YOUR GOAL:
In the excerpt on SQL Server composite indexes, why does it suggest moving col1 to the end of idx1? Answer in one to three sentences.

***** EXCERPT *****

If the index idx1 was primarily created to help the performance of this query it may help to reorganize the index columns such that the one (col1) which is used in the inequality predicate is specified towards the end (right-most column) in the composite index, i.e. the order should be: col2, col3, col1. This would permit the database engine to optimally SEEK into columns col2, col3 and col1 as can be seen in the query execution plan text below.
|--Clustered Index Seek(OBJECT:([tempdb].[dbo].[TabA].[idx1]), SEEK:([tempdb].[dbo].[TabA].[col2]=CONVERT_IMPLICIT(int,[@2],0) AND [tempdb].[dbo].[TabA].[col3]=CONVERT_IMPLICIT(int,[@3],0) AND [tempdb].[dbo].[TabA].[col1] > CONVERT_IMPLICIT(int,[@1],0)) ORDERED FORWARD)
After making this index change you will notice that there is no WHERE clause in the query plan text and the number of logical read operations (observed via SET STATISTICS IO ON) decrease.
NOTE: You cannot view these internal index operations using the graphical showplan available in SQL Server Management Studio.
If a query has more than 1 inequality predicate it is best to specify the most selective inequality predicate immediately following any equality predicates.
c. Specify appropriate ascending or descending column order. The columns in an index can be specified to be ascending (ASC) or descending (DESC). For composite index, qualifying the column order to match the ORDER BY clause in a query optimizes the use of the index. For example, for the query below it would help to specify the order of the index columns as col1 ASC, col2 DESC, col3 ASC.
SELECT col1, col2, col3 FROM TabA
ORDER BY col1 ASC, col2 DESC, col3 ASC;
NOTE: SQL Server is able to perform index seeks and scans in either direction; this means that you do not need to create 2 indexes if one query orders the result set using “ORDER BY col1 ASC” and the other uses “ORDER BY col1 DESC”.
Once you’ve created the composite index, you can use the SQL Server built-in stored procedure sp_spaceused to view the total size of all the indexes present on a table. For example: sp_spaceused [dbo.TbA] displays:
name rows reserved data index unused
TabA 869088 187288 KB 158032 KB 29192 KB 64 KB
In this output we can see that the total space used by all the indexes in TabA is 29.19 MB.
If you’re interested in drilling in further, you can use the following query to view details about each index level of every index for the table (TabA).
SELECT OBJECT_NAME(OBJECT_ID), *
FROM sys.dm_db_index_physical_stats (DB_ID(),NULL, NULL , NULL, 'SAMPLED')
Please refer to SQL Server Books OnLine for details about each of the columns displayed (http://msdn.microsoft.com/en-us/library/ms188917.aspx).
The points mentioned above apply equally to clustered as well as non-clustered composite indexes, unless explicitly stated, and therefore no distinction has been drawn between them.
NOTE: It is a SQL Server best practice to have a clustered index on all tables, please refer to the SQL Server Best Practices Article: ‘Comparing Tables Organized with Clustered Indexes versus Heaps’ ( http://sqlcat.com/whitepapers/archive/2007/12/16/comparing-tables-organized-with-clustered-indexes-versus-heaps.aspx ) for additional information on this topic.

***** STORED DATA *****

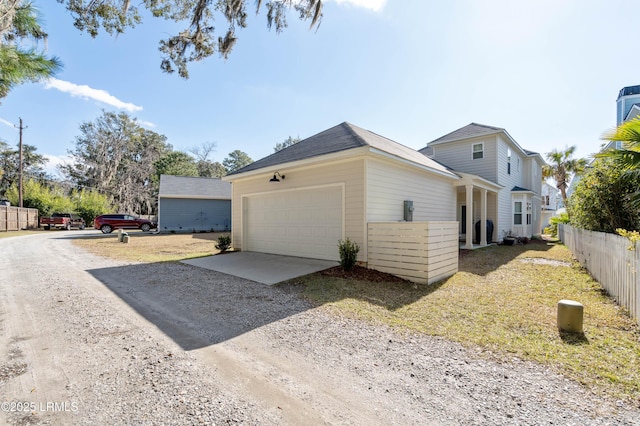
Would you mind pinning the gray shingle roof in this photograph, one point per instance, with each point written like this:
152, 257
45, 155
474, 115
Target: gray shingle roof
342, 137
194, 187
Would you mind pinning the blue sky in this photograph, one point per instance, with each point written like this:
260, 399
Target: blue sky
548, 71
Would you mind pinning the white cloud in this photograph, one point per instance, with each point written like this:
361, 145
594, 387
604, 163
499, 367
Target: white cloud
375, 5
87, 92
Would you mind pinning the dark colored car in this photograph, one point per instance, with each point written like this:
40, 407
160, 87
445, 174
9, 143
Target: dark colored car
108, 222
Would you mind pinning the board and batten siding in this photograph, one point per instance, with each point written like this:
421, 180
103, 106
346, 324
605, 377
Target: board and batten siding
459, 156
423, 252
349, 173
389, 185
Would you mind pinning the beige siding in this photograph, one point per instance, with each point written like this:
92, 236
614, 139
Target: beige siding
423, 252
348, 173
389, 185
459, 156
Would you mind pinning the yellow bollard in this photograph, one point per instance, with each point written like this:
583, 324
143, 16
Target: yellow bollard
570, 315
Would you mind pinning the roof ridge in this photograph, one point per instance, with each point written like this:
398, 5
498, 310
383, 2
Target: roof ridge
353, 132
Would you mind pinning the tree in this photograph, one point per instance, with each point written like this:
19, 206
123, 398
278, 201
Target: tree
236, 160
32, 165
196, 42
19, 60
601, 201
116, 156
175, 163
37, 195
206, 167
89, 204
286, 143
562, 168
628, 157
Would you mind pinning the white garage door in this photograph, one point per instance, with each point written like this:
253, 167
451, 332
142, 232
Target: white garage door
303, 223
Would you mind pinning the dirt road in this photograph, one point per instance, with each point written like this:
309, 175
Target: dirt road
86, 340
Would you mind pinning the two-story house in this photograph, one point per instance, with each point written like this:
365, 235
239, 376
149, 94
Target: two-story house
493, 155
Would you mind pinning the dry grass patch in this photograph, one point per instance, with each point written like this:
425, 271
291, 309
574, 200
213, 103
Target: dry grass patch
504, 299
150, 248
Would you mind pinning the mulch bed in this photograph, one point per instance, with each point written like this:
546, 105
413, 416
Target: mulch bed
362, 274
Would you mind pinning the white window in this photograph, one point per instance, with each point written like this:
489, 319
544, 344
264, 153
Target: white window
478, 151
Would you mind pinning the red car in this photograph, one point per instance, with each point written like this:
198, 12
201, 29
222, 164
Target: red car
108, 222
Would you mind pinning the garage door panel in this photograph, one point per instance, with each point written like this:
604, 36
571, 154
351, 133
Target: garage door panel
305, 223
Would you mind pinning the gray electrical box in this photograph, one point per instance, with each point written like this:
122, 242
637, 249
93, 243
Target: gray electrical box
408, 211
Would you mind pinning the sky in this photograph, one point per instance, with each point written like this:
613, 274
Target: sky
547, 71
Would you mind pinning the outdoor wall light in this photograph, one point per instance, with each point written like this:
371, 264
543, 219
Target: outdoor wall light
275, 179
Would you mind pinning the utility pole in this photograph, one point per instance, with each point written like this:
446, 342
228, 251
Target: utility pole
20, 204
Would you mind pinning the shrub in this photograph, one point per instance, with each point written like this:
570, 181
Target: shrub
224, 243
348, 253
553, 224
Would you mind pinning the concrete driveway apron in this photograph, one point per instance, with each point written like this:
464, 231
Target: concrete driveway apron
261, 267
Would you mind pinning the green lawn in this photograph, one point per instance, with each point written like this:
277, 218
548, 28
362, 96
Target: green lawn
504, 300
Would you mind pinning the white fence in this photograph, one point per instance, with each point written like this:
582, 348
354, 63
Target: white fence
611, 260
17, 218
423, 252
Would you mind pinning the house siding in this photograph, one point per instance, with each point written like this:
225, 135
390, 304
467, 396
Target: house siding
349, 173
389, 185
459, 156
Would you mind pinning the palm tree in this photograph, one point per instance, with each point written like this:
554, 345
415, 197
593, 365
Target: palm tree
19, 22
628, 156
562, 168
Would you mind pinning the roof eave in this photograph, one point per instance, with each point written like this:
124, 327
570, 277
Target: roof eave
334, 156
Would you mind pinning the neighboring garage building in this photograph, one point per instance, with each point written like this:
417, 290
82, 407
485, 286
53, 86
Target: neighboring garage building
193, 204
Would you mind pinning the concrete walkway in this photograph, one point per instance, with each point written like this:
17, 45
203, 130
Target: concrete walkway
261, 267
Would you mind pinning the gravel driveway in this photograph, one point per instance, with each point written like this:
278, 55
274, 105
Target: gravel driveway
86, 340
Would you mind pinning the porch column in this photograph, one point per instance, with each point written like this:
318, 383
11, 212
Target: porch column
469, 236
483, 217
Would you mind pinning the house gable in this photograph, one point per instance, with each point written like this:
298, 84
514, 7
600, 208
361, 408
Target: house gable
335, 143
504, 162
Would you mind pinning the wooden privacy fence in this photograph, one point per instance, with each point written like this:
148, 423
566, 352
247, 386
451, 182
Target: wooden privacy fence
17, 218
611, 260
423, 252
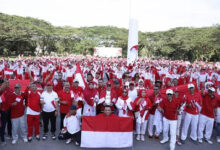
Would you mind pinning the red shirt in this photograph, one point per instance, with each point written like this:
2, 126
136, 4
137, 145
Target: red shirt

*****

RESULT OF THIS TASK:
Col1 is the column used in the query's inequality predicate. Placing it right-most, in the order col2, col3, col1, lets the database engine seek optimally into all three columns. After the change, the query plan text shows no WHERE clause, and the number of logical reads decreases.